Start of Selected text

Paternal inheritance of mitochondrial DNA in Chlamydomonas reinhardtii and dynamic morphological changes in mitochondria, mitochondrial nucleoids, and the cell nucleus during its life cycle

抄録

To determine the exact mode of inheritance of mitochondrial DNA (mtDNA) in Chlamydomonas reinhardtii, suitable markers to determine the origin of parental mitochondrial genes are necessary. For this goal, the difference in mtDNA between a C. reinhardtii strain and a C. smithii strain was used. These two species were serially backcrossed to ensure matching of the background of their nuclear genomes. The results showed strict paternal inheritance of mtDNA. Next, the fate of mt⁺ (female) and mt^- (male) mtDNA was followed using three methods: quantitative real-time PCR, Southern blotting hybridization, and fluorescence in situ hybridization (FISH). The disappearance of mt⁺ mtDNA was observed at the beginning of meiosis. In the mutant bp31, in which the maternal inheritance of chloroplast DNA (cpDNA) is disrupted, the paternal inheritance of mtDNA was also found to be disrupted, indicating commonality between cpDNA and mtDNA in part of the process leading to uniparental inheritance. Mitochondrial nucleoids and mitochondria were observed in living vegetative cells. Organellar nucleoids were stained with SYBR Green I, while mitochondria were stained with DiOC_6. During the cell cycle, mitochondrial nucleoids in living cells were granular, and mitochondria formed tangled threads. When mature zygotes were exposed to the light, meiosis began. Living zygotes with thick walls was also stained by SYBR Green I and DiOC₆. At the diakinesis stage of meiosis, the total number of chromosomes was 18. When mature zygotes were exposed to the light, granular mitochondria began to form short thread-like structures and then assembled around the cell nucleus. Once assembled, the mitochondria began to scatter in the opposite hemisphere, forming long and tangled thread-like structures. Mitochondrial nucleoids were usually granular, but some of them developed bead-like structures, probably by dividing. The results from the molecular biochemical experiments suggested that mt⁺ mitochondrial nucleoids disappear at the stage of assembly and the scattering of mitochondria. Then, the first and second nuclear divisions proceed, producing tetrads.

End of Selected text
Start of Supplied entries

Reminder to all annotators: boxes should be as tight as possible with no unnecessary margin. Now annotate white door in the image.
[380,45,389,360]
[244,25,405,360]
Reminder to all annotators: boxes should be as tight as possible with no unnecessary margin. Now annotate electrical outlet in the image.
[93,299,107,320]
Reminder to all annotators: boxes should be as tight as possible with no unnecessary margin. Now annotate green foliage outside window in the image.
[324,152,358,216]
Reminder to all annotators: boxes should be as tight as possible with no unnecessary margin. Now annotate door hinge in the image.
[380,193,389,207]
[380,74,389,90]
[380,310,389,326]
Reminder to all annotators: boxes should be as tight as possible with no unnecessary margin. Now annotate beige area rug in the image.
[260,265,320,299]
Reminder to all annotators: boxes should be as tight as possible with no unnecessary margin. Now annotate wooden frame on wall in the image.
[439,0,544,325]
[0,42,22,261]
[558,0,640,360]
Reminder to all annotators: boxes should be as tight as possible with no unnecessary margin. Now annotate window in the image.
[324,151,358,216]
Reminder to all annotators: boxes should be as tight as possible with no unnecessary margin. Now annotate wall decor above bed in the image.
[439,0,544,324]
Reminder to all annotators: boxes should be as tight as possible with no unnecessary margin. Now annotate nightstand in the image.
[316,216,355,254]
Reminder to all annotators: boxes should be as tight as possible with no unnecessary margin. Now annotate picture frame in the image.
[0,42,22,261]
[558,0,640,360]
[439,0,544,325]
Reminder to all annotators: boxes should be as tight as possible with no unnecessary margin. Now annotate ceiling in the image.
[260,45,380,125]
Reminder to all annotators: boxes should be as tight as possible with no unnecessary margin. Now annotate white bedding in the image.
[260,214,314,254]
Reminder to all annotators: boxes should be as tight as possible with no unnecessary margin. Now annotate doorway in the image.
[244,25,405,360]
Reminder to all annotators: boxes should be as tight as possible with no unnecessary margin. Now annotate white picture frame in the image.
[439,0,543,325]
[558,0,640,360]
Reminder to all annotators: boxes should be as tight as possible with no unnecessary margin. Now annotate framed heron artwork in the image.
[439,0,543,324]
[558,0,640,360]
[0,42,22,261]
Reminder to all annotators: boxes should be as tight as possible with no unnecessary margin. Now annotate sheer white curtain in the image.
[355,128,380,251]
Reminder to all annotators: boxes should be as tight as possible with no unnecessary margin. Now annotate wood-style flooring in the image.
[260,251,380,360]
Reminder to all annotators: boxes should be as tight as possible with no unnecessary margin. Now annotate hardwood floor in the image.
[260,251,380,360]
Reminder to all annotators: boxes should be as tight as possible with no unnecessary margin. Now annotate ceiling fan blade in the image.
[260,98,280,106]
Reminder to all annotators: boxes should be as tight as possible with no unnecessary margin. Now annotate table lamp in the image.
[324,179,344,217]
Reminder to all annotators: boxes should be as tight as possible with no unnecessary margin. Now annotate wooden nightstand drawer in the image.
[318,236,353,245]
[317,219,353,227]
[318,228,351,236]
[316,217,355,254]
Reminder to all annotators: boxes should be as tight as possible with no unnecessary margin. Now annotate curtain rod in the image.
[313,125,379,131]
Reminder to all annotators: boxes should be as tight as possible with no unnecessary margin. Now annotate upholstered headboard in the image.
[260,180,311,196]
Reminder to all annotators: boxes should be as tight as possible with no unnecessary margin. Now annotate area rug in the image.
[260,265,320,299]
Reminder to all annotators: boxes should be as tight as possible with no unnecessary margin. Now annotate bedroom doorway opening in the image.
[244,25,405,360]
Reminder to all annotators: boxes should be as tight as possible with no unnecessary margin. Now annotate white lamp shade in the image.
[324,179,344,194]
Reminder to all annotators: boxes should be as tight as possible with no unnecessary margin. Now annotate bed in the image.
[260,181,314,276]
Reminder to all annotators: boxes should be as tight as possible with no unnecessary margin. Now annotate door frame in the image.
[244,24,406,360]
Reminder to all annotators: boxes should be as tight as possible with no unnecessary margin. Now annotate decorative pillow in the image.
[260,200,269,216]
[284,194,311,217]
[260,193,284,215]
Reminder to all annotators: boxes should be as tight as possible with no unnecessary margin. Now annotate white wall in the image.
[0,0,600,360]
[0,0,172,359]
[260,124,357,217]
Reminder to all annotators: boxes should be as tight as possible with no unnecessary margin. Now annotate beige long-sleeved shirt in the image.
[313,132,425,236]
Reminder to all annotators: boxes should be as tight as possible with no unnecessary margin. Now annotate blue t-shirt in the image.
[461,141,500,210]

End of Supplied entries

• _Your objective_:
Per the abstract on mitochondrial DNA inheritance in Chlamydomonas, why were the C. reinhardtii and C. smithii strains serially backcrossed? This material has no connection to the text.

• _Solution for this task_:
They were serially backcrossed so that the background of their nuclear genomes would match. With that in place, the difference in mtDNA between the two strains could serve as a marker for the origin of the parental mitochondrial genes.